- _Prompt A_:
Decide whether each statement agrees with the excerpt on college costs and curriculum: (i) students can pay nothing until they get a job earning $50,000 or more; (ii) payments are capped at $50,000; (iii) the University of Utah offers certain ISA financial agreements. Give yes or no for each, and quote the words from the excerpt that settle it.
- _Prompt B_:
According to the excerpt on college costs and curriculum, who makes the upfront investment under an Income Share Agreement?
- _Prompt C_:
Continue the excerpt on college costs and curriculum, starting right after its final sentence.

- _Excerpt_:

This is all without any guarantee of quality or instruction, adequate support systems, or a job after graduation. Soaring costs of higher education and predatory lending not only impact high school graduates embarking on traditional, four-year degree programs, but they’re also prohibitive to adults at any age looking to re-enter the workforce.

One way to align the incentives of the student and the school is tying future income to tuition through Income Share Agreements (ISAs). With ISAs, the school makes an upfront investment in the student instead of the other way around, providing infrastructure, education, and support, while the student pays little to nothing upfront. In this way, the school is held accountable to student outcomes, meaning it’s in the institution’s best interest to develop skills-based curriculum, offer career services, and support students at every stage of their journey.

Our students have the option to pay nothing upfront, and nothing until they get a job earning $50,000 or more. Even then, payments are proportional to their income and are capped at $30,000 or two years – whichever comes first. Traditional higher education institutions, like the University of Utah and Purdue University, also offer certain ISA financial agreements to students. With this type of financial mechanism, the school and the student are held accountable to each other as they work towards a mutual goal.

Don’t discount hiring trends when building curriculum.

Most students’ goal is to earn a high paying career after graduation, so institutions need to re-frame curriculum with industry hiring needs in mind. Curriculums should be to be designed to be welcoming and comprehensive, but also effective in landing students jobs in their chosen fields.

For example, it’s more important that students fully master skills than graduate in a predetermined or arbitrary time frame. A curriculum designed around mastery-based progression (versus strict, time-based structures) offers students the opportunity to truly learn skills before moving on. With instruction all online, there’s greater flexibility across the board.

Materials can be made easily accessible throughout the duration of the course, and students can go back and repeat a section without falling behind. Life often gets in the way without discrimination (COVID-19 being a great example), so educational institutions should remain nimble to adapt to student needs, whether it’s additional instruction to grasp a certain lesson, or time off for personal reasons.

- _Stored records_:

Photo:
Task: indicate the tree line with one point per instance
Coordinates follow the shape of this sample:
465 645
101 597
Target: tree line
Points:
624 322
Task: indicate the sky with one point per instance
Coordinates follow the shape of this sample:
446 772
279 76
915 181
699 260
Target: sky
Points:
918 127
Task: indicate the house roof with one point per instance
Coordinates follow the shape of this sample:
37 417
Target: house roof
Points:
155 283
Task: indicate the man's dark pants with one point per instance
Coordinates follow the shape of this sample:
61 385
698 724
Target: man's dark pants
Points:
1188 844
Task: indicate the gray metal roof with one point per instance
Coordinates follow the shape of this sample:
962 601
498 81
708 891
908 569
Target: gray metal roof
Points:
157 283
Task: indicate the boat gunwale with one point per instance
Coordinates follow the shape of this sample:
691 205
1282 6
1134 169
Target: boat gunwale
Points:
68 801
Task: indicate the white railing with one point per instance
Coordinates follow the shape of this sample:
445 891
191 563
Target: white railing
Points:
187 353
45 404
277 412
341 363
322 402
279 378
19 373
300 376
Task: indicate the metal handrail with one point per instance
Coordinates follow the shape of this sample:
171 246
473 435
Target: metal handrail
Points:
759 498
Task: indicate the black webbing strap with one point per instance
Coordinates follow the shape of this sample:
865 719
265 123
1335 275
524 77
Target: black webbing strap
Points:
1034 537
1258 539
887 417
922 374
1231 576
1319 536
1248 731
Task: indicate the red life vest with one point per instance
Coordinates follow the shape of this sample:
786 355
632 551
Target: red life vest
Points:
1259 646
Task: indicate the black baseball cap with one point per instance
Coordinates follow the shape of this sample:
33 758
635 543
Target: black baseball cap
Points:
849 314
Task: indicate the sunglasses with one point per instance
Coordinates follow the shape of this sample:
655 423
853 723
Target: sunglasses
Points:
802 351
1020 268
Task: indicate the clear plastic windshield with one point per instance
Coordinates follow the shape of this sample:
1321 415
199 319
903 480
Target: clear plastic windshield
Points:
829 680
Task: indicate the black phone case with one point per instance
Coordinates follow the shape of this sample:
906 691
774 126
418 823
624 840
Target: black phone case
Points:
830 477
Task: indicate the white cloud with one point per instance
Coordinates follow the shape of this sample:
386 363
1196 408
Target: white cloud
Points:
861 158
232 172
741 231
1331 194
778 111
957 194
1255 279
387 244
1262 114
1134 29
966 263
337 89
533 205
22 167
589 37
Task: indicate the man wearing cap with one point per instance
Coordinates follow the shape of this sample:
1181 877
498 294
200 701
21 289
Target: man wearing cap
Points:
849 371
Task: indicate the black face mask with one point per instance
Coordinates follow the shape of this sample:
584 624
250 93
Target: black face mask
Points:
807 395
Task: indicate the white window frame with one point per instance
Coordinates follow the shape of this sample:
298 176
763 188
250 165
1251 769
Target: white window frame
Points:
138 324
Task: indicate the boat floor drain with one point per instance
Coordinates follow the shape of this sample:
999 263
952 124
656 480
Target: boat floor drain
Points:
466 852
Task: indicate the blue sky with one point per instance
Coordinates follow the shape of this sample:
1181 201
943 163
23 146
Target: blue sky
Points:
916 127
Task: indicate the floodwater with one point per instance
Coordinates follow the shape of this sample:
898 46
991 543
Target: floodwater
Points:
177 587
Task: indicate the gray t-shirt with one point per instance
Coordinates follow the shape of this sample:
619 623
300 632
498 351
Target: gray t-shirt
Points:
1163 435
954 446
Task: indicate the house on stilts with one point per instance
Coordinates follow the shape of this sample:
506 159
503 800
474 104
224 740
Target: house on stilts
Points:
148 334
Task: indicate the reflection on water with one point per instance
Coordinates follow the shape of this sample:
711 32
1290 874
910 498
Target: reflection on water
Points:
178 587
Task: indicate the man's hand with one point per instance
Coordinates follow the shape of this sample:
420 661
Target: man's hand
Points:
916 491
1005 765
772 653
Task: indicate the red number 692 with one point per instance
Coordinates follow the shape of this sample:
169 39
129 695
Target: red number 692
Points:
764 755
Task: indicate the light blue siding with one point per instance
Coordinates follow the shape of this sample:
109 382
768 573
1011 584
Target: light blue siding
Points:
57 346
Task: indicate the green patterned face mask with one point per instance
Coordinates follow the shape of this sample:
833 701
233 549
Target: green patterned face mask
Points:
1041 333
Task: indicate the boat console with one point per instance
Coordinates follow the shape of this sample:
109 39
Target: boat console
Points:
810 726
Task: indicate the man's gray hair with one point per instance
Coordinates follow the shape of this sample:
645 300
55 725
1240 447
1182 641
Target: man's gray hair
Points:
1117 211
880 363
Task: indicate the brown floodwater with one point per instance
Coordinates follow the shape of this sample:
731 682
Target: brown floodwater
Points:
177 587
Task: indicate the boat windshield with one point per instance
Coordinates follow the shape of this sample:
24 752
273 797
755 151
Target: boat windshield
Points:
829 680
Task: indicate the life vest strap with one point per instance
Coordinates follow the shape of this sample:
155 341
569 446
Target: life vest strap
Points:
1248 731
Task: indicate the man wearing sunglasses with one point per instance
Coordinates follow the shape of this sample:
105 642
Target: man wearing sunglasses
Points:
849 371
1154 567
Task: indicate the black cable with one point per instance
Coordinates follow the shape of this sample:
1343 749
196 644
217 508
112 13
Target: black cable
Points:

- _Answer section A_:
(i) Yes: "nothing until they get a job earning $50,000 or more"
(ii) No: "capped at $30,000 or two years – whichever comes first"
(iii) Yes: "Traditional higher education institutions, like the University of Utah and Purdue University, also offer certain ISA financial agreements to students"

- _Answer section B_:
The school makes the upfront investment in the student.

- _Answer section C_:
In the same vein, instruction should be iterative, and revolve around experiential learning where possible. Curriculum should closely mirror the workplaces students are preparing to enter. One way of doing this is to pull small groups of students across cohorts and sections to work on one, large-scale project from idea to execution. We call this exercise Build Week, and it’s meant to prepare students to work collaboratively and cross-functionally. When the curriculum is built for hiring needs, it’s also beneficial to have instructors who not only know the material, but have been in this workforce themselves.

Finally, soft skills can’t be forgotten in future, digital education. Skills like sending professional emails or setting up direct deposit shouldn’t be assumed. It’s in the institution’s best interest for soft skills to be incorporated throughout the curriculum (not only at the very end) to ensure graduates feel fully prepared and ready to embrace roles in the workforce.

Ultimately, this scramble we’re seeing in higher education to understand remote learning isn’t a passing trend. More and more institutions – both the new online schools as well as legacy universities – will need to adapt to our increasingly digital world. Every school needs to figure this out, and fast.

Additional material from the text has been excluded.